[Records to use]:
+ + + + +
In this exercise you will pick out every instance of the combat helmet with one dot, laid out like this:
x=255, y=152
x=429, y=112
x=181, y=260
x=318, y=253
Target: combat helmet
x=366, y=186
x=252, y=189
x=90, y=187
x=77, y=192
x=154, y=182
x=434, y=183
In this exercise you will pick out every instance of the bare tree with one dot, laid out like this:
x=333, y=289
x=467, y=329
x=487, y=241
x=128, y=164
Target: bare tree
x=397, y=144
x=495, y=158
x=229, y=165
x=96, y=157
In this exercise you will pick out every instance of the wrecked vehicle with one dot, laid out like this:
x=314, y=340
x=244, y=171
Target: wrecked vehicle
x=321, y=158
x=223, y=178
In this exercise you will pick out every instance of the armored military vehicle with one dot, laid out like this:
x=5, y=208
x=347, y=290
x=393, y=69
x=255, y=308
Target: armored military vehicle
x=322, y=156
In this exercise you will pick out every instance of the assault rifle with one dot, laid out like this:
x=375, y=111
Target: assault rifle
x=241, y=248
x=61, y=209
+ + + + +
[What the task requires]:
Filter the entries above and keep only the lines with the word "this".

[Response box]:
In this exercise you will pick out every instance of the combat helmet with one dot, laid out like this:
In this exercise you will pick out every instance of the bare tree with one dot, laid out like this:
In this exercise you will pick out every instance of the wrecked vehicle with one dot, laid out like this:
In this exercise you will pick out every instance of the armored military vehicle with one dot, laid out like this:
In this exercise you will pick out every instance of the assault rifle with one dot, laid out like this:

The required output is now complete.